DATASET ROWS:
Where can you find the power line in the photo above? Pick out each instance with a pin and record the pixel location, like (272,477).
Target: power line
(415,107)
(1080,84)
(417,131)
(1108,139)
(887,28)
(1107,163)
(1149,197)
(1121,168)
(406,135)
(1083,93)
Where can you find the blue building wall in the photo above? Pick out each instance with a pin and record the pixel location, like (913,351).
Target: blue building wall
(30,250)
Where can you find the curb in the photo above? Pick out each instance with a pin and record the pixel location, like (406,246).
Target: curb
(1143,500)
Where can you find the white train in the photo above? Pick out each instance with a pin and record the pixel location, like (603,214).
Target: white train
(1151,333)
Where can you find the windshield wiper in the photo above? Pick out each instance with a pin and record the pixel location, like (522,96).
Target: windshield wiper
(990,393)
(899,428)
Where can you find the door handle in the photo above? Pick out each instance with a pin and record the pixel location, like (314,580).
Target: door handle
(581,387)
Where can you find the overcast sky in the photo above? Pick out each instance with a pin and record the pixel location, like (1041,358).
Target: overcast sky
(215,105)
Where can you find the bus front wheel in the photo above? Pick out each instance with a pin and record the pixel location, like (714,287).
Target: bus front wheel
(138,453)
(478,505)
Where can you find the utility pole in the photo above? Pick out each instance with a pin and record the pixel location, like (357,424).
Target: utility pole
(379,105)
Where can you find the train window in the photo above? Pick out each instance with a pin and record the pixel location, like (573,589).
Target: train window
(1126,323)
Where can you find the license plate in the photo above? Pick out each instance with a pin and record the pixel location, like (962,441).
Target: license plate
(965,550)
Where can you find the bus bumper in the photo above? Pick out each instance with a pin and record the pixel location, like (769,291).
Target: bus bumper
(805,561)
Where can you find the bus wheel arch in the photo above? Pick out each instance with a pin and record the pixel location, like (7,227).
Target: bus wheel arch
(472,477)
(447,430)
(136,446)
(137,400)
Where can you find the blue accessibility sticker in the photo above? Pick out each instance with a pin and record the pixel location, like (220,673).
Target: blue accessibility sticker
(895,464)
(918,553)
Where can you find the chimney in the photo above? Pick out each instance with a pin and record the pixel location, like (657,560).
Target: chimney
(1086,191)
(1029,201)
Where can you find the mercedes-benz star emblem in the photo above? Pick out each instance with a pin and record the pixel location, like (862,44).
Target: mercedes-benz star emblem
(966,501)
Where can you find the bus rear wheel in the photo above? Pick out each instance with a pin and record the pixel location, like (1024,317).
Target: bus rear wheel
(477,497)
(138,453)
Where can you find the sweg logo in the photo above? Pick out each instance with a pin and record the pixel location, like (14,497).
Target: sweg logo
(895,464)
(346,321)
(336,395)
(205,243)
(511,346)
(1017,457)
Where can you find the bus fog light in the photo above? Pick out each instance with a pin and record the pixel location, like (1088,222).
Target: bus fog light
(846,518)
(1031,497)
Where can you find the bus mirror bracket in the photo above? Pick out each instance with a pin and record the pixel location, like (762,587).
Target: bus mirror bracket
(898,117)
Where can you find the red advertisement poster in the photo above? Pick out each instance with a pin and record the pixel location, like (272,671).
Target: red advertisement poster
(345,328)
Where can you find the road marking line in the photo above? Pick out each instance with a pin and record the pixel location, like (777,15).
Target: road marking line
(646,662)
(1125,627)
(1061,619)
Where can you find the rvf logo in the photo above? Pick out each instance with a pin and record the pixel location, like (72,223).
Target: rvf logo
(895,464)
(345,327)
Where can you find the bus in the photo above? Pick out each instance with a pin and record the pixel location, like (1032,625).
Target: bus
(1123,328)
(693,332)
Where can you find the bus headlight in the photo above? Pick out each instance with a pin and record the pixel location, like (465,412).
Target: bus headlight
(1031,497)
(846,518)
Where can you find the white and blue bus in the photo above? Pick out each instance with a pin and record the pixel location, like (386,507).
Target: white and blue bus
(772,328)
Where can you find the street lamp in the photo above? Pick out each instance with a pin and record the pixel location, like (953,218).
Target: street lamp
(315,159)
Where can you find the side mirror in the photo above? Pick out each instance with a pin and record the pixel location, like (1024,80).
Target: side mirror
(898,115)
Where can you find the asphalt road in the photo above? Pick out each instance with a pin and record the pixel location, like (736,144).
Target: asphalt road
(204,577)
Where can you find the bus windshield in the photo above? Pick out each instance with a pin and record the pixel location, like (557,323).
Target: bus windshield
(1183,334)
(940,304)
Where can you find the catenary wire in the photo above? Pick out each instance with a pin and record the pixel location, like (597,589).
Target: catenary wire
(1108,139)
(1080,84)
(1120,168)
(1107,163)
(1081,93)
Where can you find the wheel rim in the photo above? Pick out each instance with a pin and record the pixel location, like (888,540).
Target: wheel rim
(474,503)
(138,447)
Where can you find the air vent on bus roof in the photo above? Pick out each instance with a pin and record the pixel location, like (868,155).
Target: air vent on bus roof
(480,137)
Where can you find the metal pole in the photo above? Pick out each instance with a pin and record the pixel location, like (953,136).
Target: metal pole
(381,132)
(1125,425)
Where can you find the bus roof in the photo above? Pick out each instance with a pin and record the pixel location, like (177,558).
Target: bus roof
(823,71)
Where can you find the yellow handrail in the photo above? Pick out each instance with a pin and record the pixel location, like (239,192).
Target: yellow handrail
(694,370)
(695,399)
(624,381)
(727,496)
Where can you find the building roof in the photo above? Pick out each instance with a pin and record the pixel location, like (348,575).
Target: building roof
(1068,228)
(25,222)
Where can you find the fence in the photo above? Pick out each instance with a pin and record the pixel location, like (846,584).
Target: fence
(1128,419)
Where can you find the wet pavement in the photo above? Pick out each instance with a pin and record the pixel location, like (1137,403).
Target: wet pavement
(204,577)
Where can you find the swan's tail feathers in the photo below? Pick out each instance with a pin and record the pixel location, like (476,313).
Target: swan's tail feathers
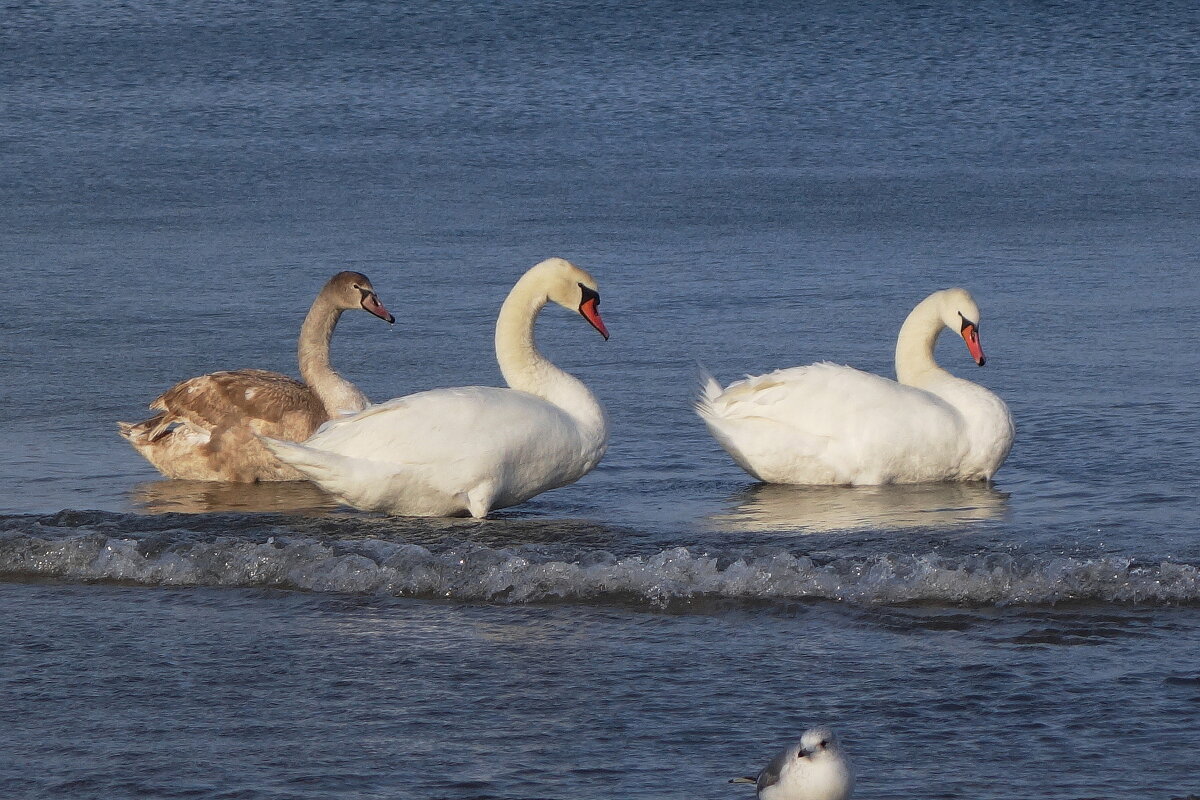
(709,390)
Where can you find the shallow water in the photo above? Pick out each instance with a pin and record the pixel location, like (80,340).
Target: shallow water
(754,188)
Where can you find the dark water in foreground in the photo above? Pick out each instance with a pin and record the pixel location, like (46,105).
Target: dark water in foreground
(753,188)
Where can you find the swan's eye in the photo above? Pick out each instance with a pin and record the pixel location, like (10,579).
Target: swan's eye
(588,294)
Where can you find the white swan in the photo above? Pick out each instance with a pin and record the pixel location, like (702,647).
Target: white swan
(833,425)
(207,427)
(473,449)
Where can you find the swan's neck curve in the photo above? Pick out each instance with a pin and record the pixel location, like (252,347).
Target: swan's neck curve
(915,346)
(336,394)
(527,370)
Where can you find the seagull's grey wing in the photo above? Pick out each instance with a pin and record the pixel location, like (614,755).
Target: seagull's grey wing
(769,774)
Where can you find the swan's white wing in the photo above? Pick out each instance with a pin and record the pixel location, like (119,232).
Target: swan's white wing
(829,423)
(444,451)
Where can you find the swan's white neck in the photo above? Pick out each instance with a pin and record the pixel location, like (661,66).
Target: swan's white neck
(336,394)
(915,346)
(527,370)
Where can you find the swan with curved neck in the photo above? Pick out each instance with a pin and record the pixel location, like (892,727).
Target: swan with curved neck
(834,425)
(207,427)
(473,449)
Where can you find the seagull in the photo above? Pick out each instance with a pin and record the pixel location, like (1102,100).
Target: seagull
(811,769)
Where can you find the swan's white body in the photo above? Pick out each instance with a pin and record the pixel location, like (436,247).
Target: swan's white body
(834,425)
(473,449)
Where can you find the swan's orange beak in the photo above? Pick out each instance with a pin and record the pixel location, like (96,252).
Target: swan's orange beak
(371,302)
(971,336)
(591,311)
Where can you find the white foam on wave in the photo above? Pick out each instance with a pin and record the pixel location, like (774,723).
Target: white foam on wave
(670,577)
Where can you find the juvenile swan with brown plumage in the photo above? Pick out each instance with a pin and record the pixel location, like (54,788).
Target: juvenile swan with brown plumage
(208,427)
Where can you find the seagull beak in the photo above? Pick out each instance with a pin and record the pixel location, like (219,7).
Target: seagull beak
(971,336)
(371,302)
(591,311)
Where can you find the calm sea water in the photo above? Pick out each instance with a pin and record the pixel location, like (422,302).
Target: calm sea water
(754,187)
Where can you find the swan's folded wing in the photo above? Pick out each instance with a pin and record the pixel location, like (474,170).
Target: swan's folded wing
(447,425)
(270,403)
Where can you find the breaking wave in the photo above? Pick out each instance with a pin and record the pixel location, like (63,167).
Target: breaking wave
(675,577)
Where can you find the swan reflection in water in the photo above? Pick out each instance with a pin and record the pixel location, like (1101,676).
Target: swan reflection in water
(203,497)
(779,507)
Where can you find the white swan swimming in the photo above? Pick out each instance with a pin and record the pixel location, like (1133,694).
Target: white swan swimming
(834,425)
(207,427)
(473,449)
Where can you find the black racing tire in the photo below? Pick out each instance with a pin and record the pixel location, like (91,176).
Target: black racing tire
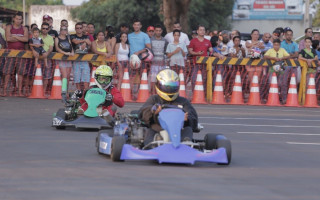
(116,147)
(210,141)
(225,143)
(62,114)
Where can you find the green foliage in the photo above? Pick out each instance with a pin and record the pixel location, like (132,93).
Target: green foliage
(17,4)
(115,12)
(211,13)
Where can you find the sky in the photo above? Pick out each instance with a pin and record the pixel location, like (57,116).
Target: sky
(73,2)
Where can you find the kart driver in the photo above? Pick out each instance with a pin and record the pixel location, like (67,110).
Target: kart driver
(103,79)
(167,88)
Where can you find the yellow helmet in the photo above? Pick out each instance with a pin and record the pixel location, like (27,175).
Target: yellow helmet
(167,84)
(103,76)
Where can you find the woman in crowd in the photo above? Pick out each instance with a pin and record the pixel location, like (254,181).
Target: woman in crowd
(63,45)
(122,52)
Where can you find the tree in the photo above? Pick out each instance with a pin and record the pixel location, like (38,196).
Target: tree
(17,4)
(213,14)
(115,12)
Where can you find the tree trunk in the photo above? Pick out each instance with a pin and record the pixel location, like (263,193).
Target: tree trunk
(176,10)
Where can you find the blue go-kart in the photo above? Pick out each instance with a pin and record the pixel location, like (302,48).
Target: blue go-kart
(126,142)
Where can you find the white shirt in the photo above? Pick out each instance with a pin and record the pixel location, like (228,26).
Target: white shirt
(183,38)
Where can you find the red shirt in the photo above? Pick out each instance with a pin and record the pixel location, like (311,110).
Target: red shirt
(117,99)
(17,32)
(197,46)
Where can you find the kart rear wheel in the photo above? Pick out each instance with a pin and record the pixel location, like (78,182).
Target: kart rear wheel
(225,143)
(62,114)
(116,147)
(210,141)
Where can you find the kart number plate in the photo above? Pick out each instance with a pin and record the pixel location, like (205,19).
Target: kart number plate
(56,122)
(103,145)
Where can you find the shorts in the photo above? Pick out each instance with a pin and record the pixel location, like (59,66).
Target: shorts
(64,63)
(14,65)
(81,71)
(154,70)
(47,72)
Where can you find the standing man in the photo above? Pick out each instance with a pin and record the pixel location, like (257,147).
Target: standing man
(266,42)
(183,37)
(292,48)
(150,31)
(138,41)
(81,44)
(48,47)
(16,36)
(199,47)
(124,28)
(159,46)
(91,30)
(308,33)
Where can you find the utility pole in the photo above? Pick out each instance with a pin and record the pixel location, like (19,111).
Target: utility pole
(307,14)
(24,11)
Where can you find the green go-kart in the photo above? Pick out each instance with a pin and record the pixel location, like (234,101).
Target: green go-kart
(92,118)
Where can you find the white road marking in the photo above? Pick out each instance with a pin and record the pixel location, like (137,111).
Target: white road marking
(303,143)
(257,118)
(268,133)
(260,125)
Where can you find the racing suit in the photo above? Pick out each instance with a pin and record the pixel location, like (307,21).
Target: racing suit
(107,105)
(151,120)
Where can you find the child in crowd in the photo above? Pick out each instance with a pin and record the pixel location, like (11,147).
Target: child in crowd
(36,45)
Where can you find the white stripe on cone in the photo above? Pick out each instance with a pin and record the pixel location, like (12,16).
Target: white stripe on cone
(292,91)
(254,89)
(218,79)
(144,87)
(274,90)
(218,88)
(57,72)
(38,72)
(57,83)
(237,88)
(198,87)
(311,91)
(37,82)
(199,78)
(125,85)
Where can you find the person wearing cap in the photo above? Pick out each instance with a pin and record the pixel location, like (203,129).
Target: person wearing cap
(292,48)
(183,37)
(150,31)
(308,33)
(124,28)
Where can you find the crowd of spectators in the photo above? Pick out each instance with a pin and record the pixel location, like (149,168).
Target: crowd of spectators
(172,49)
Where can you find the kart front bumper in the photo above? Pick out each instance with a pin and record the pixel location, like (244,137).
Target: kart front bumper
(167,153)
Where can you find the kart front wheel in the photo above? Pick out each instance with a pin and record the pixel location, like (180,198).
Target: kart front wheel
(116,148)
(225,143)
(62,114)
(210,141)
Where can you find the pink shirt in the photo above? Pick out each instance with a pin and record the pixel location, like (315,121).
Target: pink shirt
(17,32)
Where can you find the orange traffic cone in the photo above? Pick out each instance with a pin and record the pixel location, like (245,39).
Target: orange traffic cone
(254,98)
(125,86)
(273,97)
(92,79)
(218,97)
(182,90)
(198,92)
(292,99)
(311,96)
(56,85)
(236,97)
(143,94)
(37,88)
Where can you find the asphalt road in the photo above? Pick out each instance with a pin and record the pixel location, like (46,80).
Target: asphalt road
(276,155)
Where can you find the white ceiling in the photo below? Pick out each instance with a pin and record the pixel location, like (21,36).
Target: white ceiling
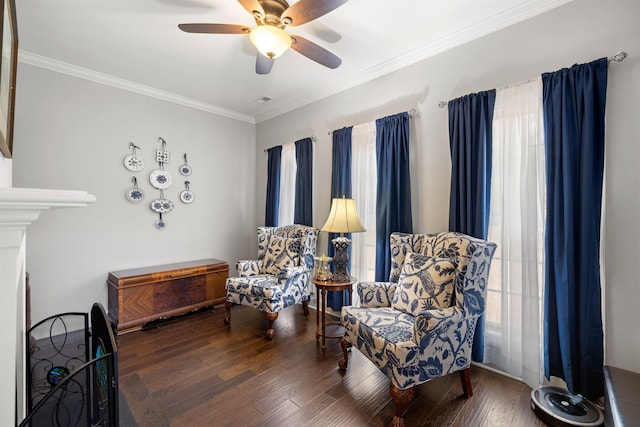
(136,45)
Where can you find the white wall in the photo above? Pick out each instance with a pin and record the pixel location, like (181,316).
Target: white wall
(73,134)
(579,32)
(5,171)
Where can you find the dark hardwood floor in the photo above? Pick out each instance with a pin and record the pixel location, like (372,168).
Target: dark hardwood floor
(195,371)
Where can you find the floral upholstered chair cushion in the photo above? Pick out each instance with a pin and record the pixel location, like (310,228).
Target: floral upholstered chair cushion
(281,253)
(279,277)
(426,283)
(412,337)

STATED TASK: Reproduce word for word only the lines between the line containing "Where can you find the crowd" and the end of the listing above, both included, and drop any pictures.

OUTPUT BELOW:
Where can you find the crowd of spectators in the photo above? Pick out each instance with a pin and record the pixel location, like (149,168).
Target: crowd of spectators
(172,49)
Where can you find the kart front bumper in the photo above? Pick out each instance with a pin and record the pixel location, like (244,137).
Target: kart front bumper
(167,153)
Where can you find the kart front wheel in the photo above? Pick out each instance with a pin and record the pixel location, like (180,198).
Target: kart front wheel
(116,148)
(225,143)
(62,114)
(210,141)
Where can you find the pink shirt in the photo above? Pick out each instance with a pin and record the pixel location, like (315,121).
Target: pink shirt
(17,32)
Where can you find the orange traffic cone in the photo above? Pick out each instance with a pin and record the pixel location, like (245,39).
Target: orange traffic cone
(254,98)
(125,86)
(273,97)
(92,79)
(218,97)
(182,90)
(198,92)
(292,99)
(311,96)
(56,85)
(236,97)
(143,94)
(37,88)
Where can you find the asphalt road in the photo above? Pick out each instance with a pin and record the pixel location, like (46,80).
Target: asphalt road
(276,155)
Where can you find the white ceiling in the photo below? Pick out each instance with a pin and record the pixel location, like (21,36).
Target: white ceiling
(136,45)
Where can you find the white wall in the photo above? Pick out each instance with a pin and record the pixel location, like (181,316).
Target: white wall
(73,134)
(579,32)
(5,171)
Where can you find the dark hardwood floor in the photo above? Pick out each instance with a pin and record the pixel location, like (372,168).
Target: dark hardwood floor
(195,371)
Where can you find the floral upholstered chair cushion in the photo above? Pick out each instance with a pin and record the pixel location, like (310,228).
Target: floral upholstered chair cushion
(281,253)
(279,277)
(426,283)
(412,337)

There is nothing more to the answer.